Written instruction a
List each distinct username that appears as a post header in the forum thread below.

Reading text

It also happened to me earlier today on the forum main page, didn't see this thread untill later so I think it's just a coincidence !


----------



## GrauGeist (Feb 15, 2014)

Twice this morning for me, between 8:00 a.m. and 9 a.m. (Pacific)

First occurrence was trying to load the last page of "Picture of the Day"; WWII General and the second event was trying to load page 4 (from page 5) of "Declining Page Count"; Errors/Problems

Of course, refreshing the blank page in both cases fixed the problem


----------



## Marcel (Feb 16, 2014)

Just now, around 9.50am central european time. Using safari on an ipod touch. Mobile template, going from off topic to the forum index.


----------



## Njaco (Feb 16, 2014)

Just happened to me. I've noticed that it usually occurs for me when trying to open a thread from the "New Posts" section. I always click "New Posts" to see whats new, then open a relevant thread. That is when it happens. Not so much if I'm already in a thread and going to the next page.


----------



## DerAdlerIstGelandet (Feb 16, 2014)

I have not had it happen yet.


----------



## Crimea_River (Feb 16, 2014)

4:46 PM Mountain Standard, this page loaded blank: http://www.ww2aircraft.net/forum/21-pacific-theatre-operations-ii/1-48-grumman-avenger-tbf-1c-pacific-theatre-operations-ii-39953-7.html

You're off the hook Karl!


----------



## GrauGeist (Feb 16, 2014)

Task inputs
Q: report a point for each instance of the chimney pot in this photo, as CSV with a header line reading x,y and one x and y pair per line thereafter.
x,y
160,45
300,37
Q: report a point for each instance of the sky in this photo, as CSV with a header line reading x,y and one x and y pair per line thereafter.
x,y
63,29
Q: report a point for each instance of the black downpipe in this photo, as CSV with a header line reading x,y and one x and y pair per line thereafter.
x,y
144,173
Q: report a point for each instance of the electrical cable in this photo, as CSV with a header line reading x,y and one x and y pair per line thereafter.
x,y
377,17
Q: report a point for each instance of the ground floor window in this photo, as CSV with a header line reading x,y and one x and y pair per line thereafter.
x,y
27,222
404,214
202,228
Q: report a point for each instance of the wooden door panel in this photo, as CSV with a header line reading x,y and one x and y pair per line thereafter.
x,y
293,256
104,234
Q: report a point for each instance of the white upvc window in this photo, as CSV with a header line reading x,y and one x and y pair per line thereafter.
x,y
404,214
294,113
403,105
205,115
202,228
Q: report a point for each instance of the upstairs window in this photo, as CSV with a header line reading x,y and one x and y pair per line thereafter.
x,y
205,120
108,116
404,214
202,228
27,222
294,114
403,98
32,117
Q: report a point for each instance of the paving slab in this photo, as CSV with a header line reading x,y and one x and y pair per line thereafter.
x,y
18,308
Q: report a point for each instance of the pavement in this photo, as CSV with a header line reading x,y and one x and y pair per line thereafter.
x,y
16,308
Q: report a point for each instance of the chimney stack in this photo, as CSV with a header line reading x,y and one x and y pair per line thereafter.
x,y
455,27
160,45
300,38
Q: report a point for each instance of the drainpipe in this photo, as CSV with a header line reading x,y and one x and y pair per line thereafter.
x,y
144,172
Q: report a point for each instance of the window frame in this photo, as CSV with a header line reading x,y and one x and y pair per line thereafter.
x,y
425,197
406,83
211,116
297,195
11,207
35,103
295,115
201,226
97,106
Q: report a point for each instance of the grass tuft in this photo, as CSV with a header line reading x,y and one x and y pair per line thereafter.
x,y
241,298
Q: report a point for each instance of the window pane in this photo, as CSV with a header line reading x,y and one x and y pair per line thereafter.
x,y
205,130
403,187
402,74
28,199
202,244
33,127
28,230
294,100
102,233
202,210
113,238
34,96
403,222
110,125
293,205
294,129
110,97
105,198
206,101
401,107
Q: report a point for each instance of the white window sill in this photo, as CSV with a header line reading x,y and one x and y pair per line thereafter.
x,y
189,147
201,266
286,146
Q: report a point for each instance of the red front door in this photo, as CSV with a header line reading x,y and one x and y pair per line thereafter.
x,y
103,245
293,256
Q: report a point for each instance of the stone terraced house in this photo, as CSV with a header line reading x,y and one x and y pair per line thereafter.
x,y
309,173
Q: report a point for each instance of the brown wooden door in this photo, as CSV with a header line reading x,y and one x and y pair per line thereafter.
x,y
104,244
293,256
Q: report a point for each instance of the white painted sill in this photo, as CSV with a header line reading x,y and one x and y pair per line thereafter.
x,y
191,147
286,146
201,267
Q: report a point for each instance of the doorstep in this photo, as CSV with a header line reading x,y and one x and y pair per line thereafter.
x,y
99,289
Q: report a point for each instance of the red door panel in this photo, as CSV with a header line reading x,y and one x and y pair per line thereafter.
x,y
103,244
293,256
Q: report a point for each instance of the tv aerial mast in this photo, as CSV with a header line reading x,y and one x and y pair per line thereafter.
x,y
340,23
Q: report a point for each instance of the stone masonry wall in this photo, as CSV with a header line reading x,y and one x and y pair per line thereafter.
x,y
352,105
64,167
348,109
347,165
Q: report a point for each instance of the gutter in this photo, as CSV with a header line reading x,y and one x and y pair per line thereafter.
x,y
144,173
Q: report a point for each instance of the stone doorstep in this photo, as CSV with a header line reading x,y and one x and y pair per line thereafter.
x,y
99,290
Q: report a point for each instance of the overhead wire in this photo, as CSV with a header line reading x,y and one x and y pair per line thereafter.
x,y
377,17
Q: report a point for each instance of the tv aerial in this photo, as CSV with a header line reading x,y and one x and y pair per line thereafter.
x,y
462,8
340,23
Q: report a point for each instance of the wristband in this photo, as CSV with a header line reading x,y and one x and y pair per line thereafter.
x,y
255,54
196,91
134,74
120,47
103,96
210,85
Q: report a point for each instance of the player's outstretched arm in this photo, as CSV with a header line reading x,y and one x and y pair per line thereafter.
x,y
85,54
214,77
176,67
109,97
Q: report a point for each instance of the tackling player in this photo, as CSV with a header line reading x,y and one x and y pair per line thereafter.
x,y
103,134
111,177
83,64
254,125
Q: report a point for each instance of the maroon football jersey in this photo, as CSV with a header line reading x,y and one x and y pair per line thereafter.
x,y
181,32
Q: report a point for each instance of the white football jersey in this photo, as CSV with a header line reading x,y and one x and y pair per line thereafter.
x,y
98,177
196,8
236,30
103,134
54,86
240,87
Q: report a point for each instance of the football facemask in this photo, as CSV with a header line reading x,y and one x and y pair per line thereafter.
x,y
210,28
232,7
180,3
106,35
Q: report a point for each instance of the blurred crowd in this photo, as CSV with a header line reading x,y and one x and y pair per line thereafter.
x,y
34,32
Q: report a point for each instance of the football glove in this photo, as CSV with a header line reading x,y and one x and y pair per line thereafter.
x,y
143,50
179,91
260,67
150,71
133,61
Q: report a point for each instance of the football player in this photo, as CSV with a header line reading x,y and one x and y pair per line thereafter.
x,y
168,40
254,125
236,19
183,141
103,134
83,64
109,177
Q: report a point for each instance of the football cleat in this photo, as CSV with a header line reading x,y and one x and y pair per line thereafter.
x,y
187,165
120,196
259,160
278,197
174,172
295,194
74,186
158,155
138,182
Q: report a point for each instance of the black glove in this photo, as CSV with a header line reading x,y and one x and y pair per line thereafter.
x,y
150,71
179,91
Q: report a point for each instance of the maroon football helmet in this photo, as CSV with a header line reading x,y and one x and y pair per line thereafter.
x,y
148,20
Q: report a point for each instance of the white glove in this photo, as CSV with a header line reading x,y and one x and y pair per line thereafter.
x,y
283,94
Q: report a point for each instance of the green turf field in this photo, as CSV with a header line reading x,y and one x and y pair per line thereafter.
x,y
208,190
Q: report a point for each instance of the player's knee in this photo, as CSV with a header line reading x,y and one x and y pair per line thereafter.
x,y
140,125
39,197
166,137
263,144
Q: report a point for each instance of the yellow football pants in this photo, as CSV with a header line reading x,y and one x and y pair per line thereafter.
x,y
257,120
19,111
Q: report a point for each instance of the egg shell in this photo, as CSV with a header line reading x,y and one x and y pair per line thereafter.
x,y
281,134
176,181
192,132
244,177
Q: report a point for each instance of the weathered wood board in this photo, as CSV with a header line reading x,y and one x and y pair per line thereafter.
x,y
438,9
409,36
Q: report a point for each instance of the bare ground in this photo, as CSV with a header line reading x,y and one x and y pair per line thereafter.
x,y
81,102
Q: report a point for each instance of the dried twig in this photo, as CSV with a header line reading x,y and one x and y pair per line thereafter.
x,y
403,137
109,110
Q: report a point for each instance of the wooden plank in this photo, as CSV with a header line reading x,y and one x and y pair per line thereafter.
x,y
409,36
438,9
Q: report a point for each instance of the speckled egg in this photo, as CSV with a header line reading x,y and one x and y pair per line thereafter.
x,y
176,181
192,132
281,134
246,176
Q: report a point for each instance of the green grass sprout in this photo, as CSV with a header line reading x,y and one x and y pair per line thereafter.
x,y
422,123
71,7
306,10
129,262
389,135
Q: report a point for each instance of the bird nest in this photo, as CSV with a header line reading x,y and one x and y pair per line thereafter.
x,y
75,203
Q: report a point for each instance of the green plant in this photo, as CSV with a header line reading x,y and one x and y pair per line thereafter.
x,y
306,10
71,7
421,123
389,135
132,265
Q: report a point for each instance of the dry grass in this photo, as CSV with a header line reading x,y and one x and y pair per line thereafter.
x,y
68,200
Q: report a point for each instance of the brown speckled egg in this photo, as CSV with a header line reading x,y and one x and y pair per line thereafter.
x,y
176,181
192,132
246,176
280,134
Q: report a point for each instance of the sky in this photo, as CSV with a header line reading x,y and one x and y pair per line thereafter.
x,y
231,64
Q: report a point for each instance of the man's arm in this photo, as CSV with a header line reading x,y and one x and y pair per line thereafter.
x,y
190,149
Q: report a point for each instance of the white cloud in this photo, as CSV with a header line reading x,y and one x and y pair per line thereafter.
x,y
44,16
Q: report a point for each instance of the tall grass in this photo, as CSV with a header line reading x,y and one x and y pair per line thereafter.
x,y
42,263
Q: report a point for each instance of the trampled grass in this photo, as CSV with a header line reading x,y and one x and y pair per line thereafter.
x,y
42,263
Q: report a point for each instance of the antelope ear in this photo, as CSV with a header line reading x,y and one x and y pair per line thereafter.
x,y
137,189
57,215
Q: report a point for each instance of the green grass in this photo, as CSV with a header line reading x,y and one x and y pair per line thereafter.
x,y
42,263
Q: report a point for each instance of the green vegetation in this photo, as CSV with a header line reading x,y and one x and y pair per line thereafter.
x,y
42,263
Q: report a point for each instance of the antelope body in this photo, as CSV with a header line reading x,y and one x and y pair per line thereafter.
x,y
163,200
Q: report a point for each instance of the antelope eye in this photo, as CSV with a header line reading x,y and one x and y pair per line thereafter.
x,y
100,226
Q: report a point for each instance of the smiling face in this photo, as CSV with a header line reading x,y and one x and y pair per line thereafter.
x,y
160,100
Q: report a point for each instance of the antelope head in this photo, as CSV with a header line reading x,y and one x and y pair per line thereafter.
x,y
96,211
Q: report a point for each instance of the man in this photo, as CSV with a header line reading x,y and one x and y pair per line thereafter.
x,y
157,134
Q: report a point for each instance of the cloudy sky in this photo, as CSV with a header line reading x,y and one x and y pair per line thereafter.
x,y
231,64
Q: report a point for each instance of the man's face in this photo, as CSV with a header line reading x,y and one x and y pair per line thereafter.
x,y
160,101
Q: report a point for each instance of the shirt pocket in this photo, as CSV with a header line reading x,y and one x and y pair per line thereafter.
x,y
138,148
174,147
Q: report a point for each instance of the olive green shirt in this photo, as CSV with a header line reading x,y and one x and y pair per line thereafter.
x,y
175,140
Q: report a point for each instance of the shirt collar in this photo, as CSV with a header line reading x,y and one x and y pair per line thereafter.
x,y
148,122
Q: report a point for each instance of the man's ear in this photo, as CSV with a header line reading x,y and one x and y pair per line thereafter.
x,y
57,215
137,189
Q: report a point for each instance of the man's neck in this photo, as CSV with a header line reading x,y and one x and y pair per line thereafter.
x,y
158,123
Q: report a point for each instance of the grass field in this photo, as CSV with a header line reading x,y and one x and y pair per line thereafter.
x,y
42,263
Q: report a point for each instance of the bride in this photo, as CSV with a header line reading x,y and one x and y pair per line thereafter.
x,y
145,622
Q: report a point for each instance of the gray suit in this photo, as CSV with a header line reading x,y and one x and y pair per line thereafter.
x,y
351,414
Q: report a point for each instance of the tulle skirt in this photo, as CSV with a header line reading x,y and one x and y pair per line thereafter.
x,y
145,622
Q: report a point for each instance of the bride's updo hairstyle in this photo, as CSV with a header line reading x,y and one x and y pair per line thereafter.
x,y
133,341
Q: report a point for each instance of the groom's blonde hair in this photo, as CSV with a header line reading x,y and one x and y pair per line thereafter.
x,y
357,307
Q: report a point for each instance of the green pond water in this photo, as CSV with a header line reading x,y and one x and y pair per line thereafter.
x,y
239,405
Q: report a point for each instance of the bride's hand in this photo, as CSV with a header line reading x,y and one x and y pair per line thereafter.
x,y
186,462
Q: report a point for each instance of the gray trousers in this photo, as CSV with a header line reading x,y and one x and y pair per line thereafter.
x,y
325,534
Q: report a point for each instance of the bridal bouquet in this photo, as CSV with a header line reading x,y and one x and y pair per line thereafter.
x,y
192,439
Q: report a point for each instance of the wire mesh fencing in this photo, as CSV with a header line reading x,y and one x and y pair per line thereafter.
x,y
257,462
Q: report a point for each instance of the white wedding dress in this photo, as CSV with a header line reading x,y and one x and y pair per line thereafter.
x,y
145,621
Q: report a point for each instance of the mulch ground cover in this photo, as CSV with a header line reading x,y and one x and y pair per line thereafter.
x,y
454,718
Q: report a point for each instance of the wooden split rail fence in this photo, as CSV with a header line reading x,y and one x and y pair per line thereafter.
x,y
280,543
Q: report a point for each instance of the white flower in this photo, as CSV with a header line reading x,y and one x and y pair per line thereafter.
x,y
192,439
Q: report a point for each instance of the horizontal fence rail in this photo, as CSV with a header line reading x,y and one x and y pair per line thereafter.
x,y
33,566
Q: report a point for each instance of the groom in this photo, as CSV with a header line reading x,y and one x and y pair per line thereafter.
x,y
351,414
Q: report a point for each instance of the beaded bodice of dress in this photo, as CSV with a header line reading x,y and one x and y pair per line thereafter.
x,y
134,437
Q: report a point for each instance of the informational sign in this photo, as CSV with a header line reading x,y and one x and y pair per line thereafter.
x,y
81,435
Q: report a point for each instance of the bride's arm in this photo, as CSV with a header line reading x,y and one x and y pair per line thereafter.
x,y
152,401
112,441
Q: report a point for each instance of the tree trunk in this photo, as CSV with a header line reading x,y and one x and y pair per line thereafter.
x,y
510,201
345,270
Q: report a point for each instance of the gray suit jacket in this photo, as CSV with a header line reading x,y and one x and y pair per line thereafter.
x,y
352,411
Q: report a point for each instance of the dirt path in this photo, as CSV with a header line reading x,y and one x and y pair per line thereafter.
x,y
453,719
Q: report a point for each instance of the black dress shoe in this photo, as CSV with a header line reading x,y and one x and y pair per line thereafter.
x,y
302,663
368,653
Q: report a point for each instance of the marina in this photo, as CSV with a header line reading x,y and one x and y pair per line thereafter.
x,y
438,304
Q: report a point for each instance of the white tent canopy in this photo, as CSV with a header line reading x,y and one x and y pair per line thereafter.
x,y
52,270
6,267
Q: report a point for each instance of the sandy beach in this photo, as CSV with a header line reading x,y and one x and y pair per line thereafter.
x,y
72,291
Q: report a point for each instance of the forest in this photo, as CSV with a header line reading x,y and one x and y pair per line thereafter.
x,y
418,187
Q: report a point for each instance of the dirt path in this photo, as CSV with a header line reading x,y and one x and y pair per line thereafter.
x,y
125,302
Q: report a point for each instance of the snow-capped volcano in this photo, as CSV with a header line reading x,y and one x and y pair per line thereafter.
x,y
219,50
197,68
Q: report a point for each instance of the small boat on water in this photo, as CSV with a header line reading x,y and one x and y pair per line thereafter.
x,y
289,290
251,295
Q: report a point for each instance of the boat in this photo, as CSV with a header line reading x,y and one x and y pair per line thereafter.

Written instruction b
In the rows, update the lines from the line holding "Q: report a point for each instance of the snow-capped" through the last row, both included, by replacing "header line" with "first line" and leaving all else unchanged. Give only those lines.

Right answer a
GrauGeist
Marcel
Njaco
DerAdlerIstGelandet
Crimea_River

Right answer b
Q: report a point for each instance of the snow-capped volcano in this photo, as CSV with a first line reading x,y and one x and y pair per line thereafter.
x,y
219,50
197,68
Q: report a point for each instance of the small boat on water in this photo, as CSV with a first line reading x,y and one x and y pair per line thereafter.
x,y
289,290
251,295
Q: report a point for each instance of the boat in this photo, as CSV with a first line reading x,y and one x and y pair per line thereafter.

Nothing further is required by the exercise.